Instruções - De acordo com o trecho sobre o luto, por que o luto não é mapeável?

Trecho do documento -
..............................

O luto não é um desafio, portanto não há superação.
O luto não é uma luta, portanto não há vitória.
O luto não é um jogo de videogame, portanto não há fases lineares e delimitadas, nem níveis gradativos de dificuldade.
O luto não é mapeável, pois não se limita às superfícies.
O luto não é redutível a conceitos fixos e dicionarizáveis, pois é vivido de formas distintas e conflitantes por cada um.
O luto talvez fosse um tempo, se considerássemos que ele não está parado enquanto fazemos sua travessia, mas que parados estamos nós enquanto ele nos atravessa. Mas tudo isso é metáfora, figura de linguagem, e o luto não é uma figura de linguagem, o luto não é uma abstração.
O luto não é muitas coisas que se pensa que ele é.

..............................

Entradas de dados armazenadas

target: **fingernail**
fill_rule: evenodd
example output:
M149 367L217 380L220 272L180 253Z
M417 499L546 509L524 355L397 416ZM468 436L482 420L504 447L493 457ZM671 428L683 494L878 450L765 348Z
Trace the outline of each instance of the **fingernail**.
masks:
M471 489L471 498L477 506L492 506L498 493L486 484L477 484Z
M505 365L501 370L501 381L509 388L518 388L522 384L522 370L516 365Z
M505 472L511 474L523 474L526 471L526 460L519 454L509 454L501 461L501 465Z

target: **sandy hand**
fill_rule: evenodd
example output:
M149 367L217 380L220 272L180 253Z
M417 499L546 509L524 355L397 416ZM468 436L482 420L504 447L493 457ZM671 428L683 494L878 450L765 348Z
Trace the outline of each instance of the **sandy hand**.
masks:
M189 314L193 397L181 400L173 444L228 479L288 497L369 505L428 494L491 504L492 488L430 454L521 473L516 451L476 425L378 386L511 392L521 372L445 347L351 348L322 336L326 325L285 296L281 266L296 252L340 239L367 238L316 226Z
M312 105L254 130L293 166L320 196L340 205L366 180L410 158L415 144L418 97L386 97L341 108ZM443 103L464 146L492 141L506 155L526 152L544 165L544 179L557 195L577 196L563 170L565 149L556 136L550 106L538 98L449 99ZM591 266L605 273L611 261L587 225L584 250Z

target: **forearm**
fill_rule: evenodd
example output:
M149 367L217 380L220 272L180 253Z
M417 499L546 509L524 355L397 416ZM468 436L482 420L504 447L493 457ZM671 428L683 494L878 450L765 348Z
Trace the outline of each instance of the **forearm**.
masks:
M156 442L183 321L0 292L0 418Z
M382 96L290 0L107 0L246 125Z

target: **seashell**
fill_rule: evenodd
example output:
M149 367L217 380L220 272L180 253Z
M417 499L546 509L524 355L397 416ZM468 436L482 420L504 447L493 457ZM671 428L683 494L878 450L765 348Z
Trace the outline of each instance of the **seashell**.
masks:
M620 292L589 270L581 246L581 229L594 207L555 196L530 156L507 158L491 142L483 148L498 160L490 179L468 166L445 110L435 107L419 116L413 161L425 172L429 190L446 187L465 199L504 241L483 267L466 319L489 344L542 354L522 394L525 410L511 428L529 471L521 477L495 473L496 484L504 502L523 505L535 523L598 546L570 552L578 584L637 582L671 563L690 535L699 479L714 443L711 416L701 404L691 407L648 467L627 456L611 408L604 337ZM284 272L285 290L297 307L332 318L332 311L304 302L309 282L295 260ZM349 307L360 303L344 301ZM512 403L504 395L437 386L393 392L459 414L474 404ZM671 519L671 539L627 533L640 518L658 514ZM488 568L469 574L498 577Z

..............................

Resposta - Porque não se limita às superfícies.